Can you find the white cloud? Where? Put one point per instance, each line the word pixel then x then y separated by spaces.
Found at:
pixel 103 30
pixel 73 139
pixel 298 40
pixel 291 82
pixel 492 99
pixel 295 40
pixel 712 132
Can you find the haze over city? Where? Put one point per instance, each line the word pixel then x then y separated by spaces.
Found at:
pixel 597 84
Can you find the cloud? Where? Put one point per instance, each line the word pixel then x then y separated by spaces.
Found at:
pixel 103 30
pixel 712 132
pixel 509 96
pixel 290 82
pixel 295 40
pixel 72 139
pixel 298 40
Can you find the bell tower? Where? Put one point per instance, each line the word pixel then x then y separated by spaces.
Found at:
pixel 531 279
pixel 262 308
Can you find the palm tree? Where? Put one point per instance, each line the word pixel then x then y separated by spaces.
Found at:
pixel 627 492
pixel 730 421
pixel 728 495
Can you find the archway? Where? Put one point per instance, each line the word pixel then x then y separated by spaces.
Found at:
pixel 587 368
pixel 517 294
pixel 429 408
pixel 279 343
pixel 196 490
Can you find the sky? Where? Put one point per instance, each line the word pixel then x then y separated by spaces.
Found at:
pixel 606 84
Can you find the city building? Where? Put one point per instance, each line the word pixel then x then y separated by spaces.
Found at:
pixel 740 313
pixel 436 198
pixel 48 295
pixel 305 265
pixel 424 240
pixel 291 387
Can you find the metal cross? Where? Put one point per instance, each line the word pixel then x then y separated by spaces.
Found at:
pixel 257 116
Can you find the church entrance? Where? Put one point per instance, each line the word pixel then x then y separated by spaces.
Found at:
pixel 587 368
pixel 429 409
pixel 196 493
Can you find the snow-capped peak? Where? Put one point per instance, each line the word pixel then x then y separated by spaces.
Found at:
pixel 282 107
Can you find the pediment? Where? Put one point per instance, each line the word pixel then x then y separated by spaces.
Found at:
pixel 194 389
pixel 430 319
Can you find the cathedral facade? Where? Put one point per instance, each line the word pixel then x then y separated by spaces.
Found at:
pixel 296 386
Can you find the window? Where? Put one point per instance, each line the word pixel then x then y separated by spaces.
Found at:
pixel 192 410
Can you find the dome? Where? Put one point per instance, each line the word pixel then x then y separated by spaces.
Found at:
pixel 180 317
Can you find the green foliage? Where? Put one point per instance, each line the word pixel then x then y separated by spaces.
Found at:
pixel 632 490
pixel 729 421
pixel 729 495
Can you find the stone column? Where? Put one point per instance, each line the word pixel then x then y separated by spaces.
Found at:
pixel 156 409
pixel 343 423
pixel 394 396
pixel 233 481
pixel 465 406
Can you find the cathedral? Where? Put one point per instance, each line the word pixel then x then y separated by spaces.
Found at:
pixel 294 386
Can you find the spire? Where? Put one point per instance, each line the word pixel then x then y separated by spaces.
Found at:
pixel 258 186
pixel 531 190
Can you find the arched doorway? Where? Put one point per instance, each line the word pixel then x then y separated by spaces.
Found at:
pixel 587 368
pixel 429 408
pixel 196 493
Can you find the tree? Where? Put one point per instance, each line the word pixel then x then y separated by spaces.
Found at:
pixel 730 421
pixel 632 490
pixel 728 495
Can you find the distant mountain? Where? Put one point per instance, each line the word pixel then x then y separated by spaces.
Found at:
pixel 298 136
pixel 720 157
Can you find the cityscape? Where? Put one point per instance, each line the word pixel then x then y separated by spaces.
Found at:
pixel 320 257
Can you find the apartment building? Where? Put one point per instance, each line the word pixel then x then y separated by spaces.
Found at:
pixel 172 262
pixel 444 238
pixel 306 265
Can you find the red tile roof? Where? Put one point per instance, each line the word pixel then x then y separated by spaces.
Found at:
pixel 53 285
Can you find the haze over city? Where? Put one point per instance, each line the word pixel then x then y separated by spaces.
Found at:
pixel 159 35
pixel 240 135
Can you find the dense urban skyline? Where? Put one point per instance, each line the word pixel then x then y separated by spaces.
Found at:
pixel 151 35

• [Cosa fare]: Riporta tutte le righe qui sopra sotto forma di lista JSON di stringhe, una stringa per ciascuna riga, escludendo le righe vuote.

• [La risposta]:
[
  "Can you find the white cloud? Where? Put one point per instance, each line the word pixel then x then y separated by spaces.",
  "Found at:",
  "pixel 103 30",
  "pixel 73 139",
  "pixel 298 40",
  "pixel 291 82",
  "pixel 492 99",
  "pixel 295 40",
  "pixel 712 132",
  "Can you find the haze over city? Where? Put one point per instance, each line the word pixel then x then y separated by spaces.",
  "Found at:",
  "pixel 597 84",
  "Can you find the cloud? Where? Put one point per instance, each line the word pixel then x then y separated by spaces.",
  "Found at:",
  "pixel 103 30",
  "pixel 712 132",
  "pixel 509 96",
  "pixel 290 82",
  "pixel 295 40",
  "pixel 72 139",
  "pixel 298 40",
  "Can you find the bell tower? Where? Put one point per instance, each line the word pixel then x then y separated by spaces.",
  "Found at:",
  "pixel 531 279",
  "pixel 262 308",
  "Can you find the palm tree? Where? Put one point per instance, each line the word pixel then x then y separated by spaces.",
  "Found at:",
  "pixel 627 492",
  "pixel 730 421",
  "pixel 728 495",
  "Can you find the archway? Where? Put one point per instance, each line the word pixel then x then y separated by spaces.",
  "Found at:",
  "pixel 587 368",
  "pixel 517 294",
  "pixel 429 408",
  "pixel 279 343",
  "pixel 196 490",
  "Can you find the sky? Where? Put one point per instance, each line the word pixel then x then y separated by spaces.",
  "Found at:",
  "pixel 606 84",
  "Can you find the city building? Where? Put one point per instance, each line the word pixel then x then y separated by spaces.",
  "Found at:",
  "pixel 740 313",
  "pixel 436 198",
  "pixel 48 295",
  "pixel 305 265",
  "pixel 424 240",
  "pixel 291 387",
  "Can you find the metal cross? Where? Put one point per instance, each line the word pixel then x then y separated by spaces.",
  "Found at:",
  "pixel 257 116",
  "Can you find the church entrance? Where? Put one point per instance, each line the word pixel then x then y separated by spaces.",
  "Found at:",
  "pixel 587 368",
  "pixel 429 409",
  "pixel 196 493",
  "Can you find the snow-capped peak? Where? Put one point per instance, each line the word pixel then x then y separated by spaces.",
  "Found at:",
  "pixel 282 107",
  "Can you find the pediment? Where? Put one point per instance, each line the word pixel then x then y separated by spaces.",
  "Found at:",
  "pixel 194 389",
  "pixel 430 319",
  "Can you find the cathedral facade? Where? Put one point per instance, each line the word pixel then x then y separated by spaces.",
  "Found at:",
  "pixel 296 386",
  "Can you find the window? Where? Put one point per instance, each line the word pixel then x then y separated by spaces.",
  "Found at:",
  "pixel 192 410",
  "Can you find the dome? Where? Put one point per instance, each line the word pixel then x then y separated by spaces.",
  "Found at:",
  "pixel 180 317",
  "Can you find the green foliage? Where? Put one point per instance, each line the word pixel then x then y separated by spaces.",
  "Found at:",
  "pixel 632 490",
  "pixel 729 421",
  "pixel 729 495",
  "Can you find the stone column? Where? Put one point per instance, each line the word pixel then x then y separated by spaces.",
  "Found at:",
  "pixel 156 409",
  "pixel 343 423",
  "pixel 394 396",
  "pixel 233 481",
  "pixel 465 406",
  "Can you find the cathedral? Where? Put one point per instance, each line the word pixel then x then y separated by spaces.",
  "Found at:",
  "pixel 294 386",
  "Can you find the spire? Where? Put one point per instance, each line the word pixel then x then y separated by spaces.",
  "Found at:",
  "pixel 258 186",
  "pixel 531 190",
  "Can you find the arched doorway? Where? Put one point per instance, each line the word pixel then x then y separated by spaces.",
  "Found at:",
  "pixel 587 368",
  "pixel 429 408",
  "pixel 196 493",
  "Can you find the tree? Where? Put one point per instance, each line the word pixel then x then y separated by spaces.",
  "Found at:",
  "pixel 730 421",
  "pixel 632 490",
  "pixel 728 495",
  "Can you find the distant mountain? Where? Put one point per instance, each line the word pixel then x then y separated by spaces.",
  "Found at:",
  "pixel 298 136",
  "pixel 720 157",
  "Can you find the cityscape? Where? Put one point per instance, each line the word pixel then x then y separated by spaces.",
  "Found at:",
  "pixel 320 257",
  "Can you find the apartment building? Where? Put one point per instance, each line the word pixel then x then y separated by spaces.",
  "Found at:",
  "pixel 172 262",
  "pixel 444 238",
  "pixel 306 265",
  "Can you find the red tile roof? Where? Put one point per instance, each line the word pixel then x then y separated by spaces.",
  "Found at:",
  "pixel 53 285",
  "Can you find the haze over city? Where? Put one point per instance, each line the word pixel then x then y separated by spaces.",
  "Found at:",
  "pixel 159 35",
  "pixel 240 135",
  "Can you find the dense urban skyline? Where? Put one point per instance, each line the word pixel then x then y separated by spaces.",
  "Found at:",
  "pixel 151 35"
]